To do
Convert all the items below into a numbered list of their lines, skipping blank lines. Leave the pictures out of the answer.

#### Entries shown

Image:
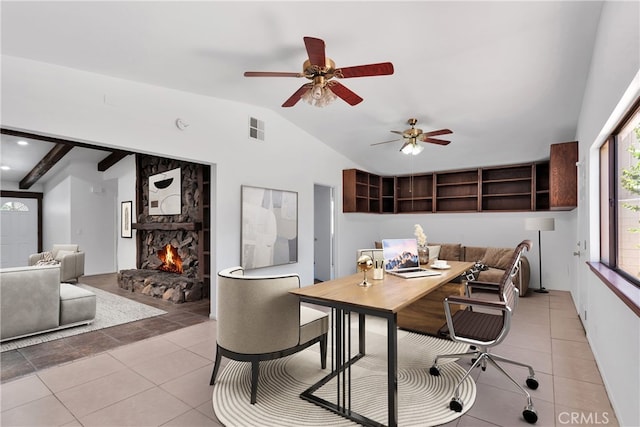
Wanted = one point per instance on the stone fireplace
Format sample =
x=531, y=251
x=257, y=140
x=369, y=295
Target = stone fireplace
x=172, y=254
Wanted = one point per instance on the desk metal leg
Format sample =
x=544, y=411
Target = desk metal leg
x=392, y=369
x=341, y=368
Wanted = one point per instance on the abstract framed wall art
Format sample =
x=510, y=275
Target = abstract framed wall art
x=165, y=193
x=269, y=234
x=125, y=220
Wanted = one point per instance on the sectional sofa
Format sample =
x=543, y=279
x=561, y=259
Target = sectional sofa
x=33, y=301
x=497, y=259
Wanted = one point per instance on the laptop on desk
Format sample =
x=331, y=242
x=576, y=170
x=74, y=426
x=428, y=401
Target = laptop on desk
x=401, y=259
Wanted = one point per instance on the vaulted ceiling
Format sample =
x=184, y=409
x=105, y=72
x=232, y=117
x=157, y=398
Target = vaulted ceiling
x=506, y=77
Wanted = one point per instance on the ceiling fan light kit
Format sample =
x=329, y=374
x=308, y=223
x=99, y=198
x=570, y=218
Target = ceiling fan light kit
x=412, y=148
x=320, y=70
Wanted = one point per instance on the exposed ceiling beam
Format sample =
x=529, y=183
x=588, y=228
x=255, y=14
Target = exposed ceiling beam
x=111, y=160
x=58, y=152
x=43, y=166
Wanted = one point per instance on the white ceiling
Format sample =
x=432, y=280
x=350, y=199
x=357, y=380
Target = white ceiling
x=506, y=77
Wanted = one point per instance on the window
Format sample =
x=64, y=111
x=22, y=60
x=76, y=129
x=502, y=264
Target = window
x=620, y=198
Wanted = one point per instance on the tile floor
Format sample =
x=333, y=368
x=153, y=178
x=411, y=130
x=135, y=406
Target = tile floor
x=163, y=380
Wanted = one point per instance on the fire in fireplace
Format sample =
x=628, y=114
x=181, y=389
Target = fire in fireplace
x=170, y=258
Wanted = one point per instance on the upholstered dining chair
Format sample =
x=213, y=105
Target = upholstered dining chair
x=258, y=319
x=484, y=324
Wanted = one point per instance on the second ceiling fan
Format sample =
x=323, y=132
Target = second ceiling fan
x=414, y=135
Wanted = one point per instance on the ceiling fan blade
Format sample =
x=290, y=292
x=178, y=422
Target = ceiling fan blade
x=340, y=90
x=315, y=50
x=380, y=69
x=385, y=142
x=271, y=74
x=438, y=132
x=435, y=141
x=297, y=95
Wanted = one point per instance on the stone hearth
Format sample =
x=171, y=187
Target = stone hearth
x=177, y=288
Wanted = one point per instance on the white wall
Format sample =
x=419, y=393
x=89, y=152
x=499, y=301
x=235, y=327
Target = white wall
x=87, y=107
x=124, y=172
x=56, y=202
x=93, y=220
x=613, y=330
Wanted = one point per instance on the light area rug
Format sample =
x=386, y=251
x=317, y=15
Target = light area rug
x=423, y=400
x=111, y=310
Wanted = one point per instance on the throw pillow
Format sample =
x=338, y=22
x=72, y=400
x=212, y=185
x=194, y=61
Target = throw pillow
x=62, y=254
x=46, y=258
x=434, y=252
x=497, y=258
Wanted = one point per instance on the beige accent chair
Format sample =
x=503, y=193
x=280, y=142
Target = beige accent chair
x=258, y=319
x=71, y=260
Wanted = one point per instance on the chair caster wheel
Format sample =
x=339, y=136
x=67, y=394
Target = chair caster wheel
x=455, y=405
x=530, y=415
x=532, y=383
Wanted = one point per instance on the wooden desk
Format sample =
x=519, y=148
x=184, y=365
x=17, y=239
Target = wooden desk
x=385, y=298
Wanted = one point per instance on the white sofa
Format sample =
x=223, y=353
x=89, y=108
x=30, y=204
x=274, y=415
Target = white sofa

########

Result of the task
1. Image:
2. Wanted = one point per instance on the stone fireplace
3. Format sample =
4. x=531, y=251
5. x=257, y=140
6. x=369, y=295
7. Target = stone fireplace
8. x=172, y=254
9. Wanted = one point per instance on the desk metal leg
10. Format sample =
11. x=544, y=411
12. Target = desk metal leg
13. x=392, y=369
14. x=341, y=368
15. Wanted = one point per instance on the abstract framed wall art
16. Format sample =
17. x=510, y=275
18. Target = abstract framed wall art
19. x=165, y=193
20. x=269, y=234
21. x=125, y=220
22. Wanted = one point per instance on the sectional sofa
23. Format sample =
24. x=543, y=279
25. x=561, y=259
26. Target = sectional sofa
27. x=33, y=301
28. x=497, y=259
29. Wanted = one point per instance on the laptop on desk
30. Format sample =
31. x=331, y=242
32. x=576, y=170
33. x=74, y=426
34. x=428, y=401
35. Target = laptop on desk
36. x=401, y=259
37. Wanted = one point per instance on the vaulted ceiling
38. Format sample =
39. x=184, y=409
40. x=105, y=72
41. x=232, y=117
42. x=157, y=398
43. Target = vaulted ceiling
44. x=506, y=77
45. Wanted = one point per instance on the ceiling fan light kit
46. Format sample =
47. x=329, y=374
48. x=308, y=223
49. x=99, y=198
50. x=570, y=218
51. Target = ceiling fan light kit
52. x=412, y=148
53. x=320, y=70
54. Wanted = one point per instance on the exposed ceiling beam
55. Format sample =
56. x=529, y=183
57. x=588, y=228
58. x=255, y=14
59. Target = exposed ceiling beam
60. x=111, y=160
61. x=58, y=152
62. x=43, y=166
63. Wanted = one point per instance on the white ceiling
64. Format sample =
65. x=432, y=280
66. x=350, y=199
67. x=357, y=380
68. Target = white ceiling
69. x=506, y=77
70. Wanted = one point per instance on the window
71. Format sample =
72. x=64, y=111
73. x=22, y=60
74. x=76, y=129
75. x=502, y=264
76. Target = window
77. x=620, y=198
78. Wanted = one point per instance on the tile floor
79. Format sample =
80. x=333, y=368
81. x=153, y=178
82. x=411, y=130
83. x=135, y=406
84. Target = tile floor
85. x=163, y=380
86. Wanted = one point per instance on the fire in fireplace
87. Format sample =
88. x=628, y=114
89. x=181, y=389
90. Target = fire in fireplace
91. x=170, y=258
92. Wanted = one point per instance on the upholstered dining chair
93. Format sample =
94. x=213, y=105
95. Target = upholstered dining chair
96. x=258, y=319
97. x=484, y=324
98. Wanted = one point per instance on the second ceiling fan
99. Format sample =
100. x=323, y=132
101. Target = second ceiling fan
102. x=414, y=135
103. Wanted = one point per instance on the ceiling fan blade
104. Format sample =
105. x=290, y=292
106. x=178, y=422
107. Target = ceiling fan blade
108. x=340, y=90
109. x=315, y=50
110. x=380, y=69
111. x=385, y=142
112. x=271, y=74
113. x=438, y=132
114. x=435, y=141
115. x=297, y=95
116. Wanted = one point per instance on the stone hearth
117. Format sample =
118. x=171, y=187
119. Target = stone hearth
120. x=177, y=288
121. Wanted = one point per instance on the white wall
122. Format sample =
123. x=419, y=393
124. x=89, y=152
125. x=499, y=301
126. x=235, y=327
127. Target = white wall
128. x=87, y=107
129. x=124, y=172
130. x=56, y=202
131. x=93, y=220
132. x=613, y=330
133. Wanted = one point per instance on the light area rug
134. Format sample =
135. x=386, y=251
136. x=317, y=15
137. Target = light area rug
138. x=423, y=400
139. x=111, y=310
140. Wanted = one point per instance on the throw pillow
141. Format sample =
142. x=338, y=22
143. x=72, y=400
144. x=212, y=185
145. x=194, y=61
146. Target = throw pillow
147. x=62, y=254
148. x=46, y=258
149. x=434, y=252
150. x=497, y=258
151. Wanted = one point per instance on the beige accent chair
152. Format sample =
153. x=503, y=193
154. x=280, y=142
155. Target = beige accent chair
156. x=258, y=319
157. x=71, y=260
158. Wanted = one point per instance on the chair caster wheel
159. Format sample =
160. x=339, y=136
161. x=67, y=394
162. Target = chair caster wheel
163. x=455, y=405
164. x=530, y=415
165. x=532, y=383
166. Wanted = one point per instance on the wooden desk
167. Format sample =
168. x=519, y=148
169. x=184, y=365
170. x=17, y=239
171. Target = wooden desk
172. x=385, y=298
173. Wanted = one point per instance on the white sofa
174. Format sample =
175. x=223, y=353
176. x=89, y=108
177. x=30, y=204
178. x=274, y=415
179. Target = white sofa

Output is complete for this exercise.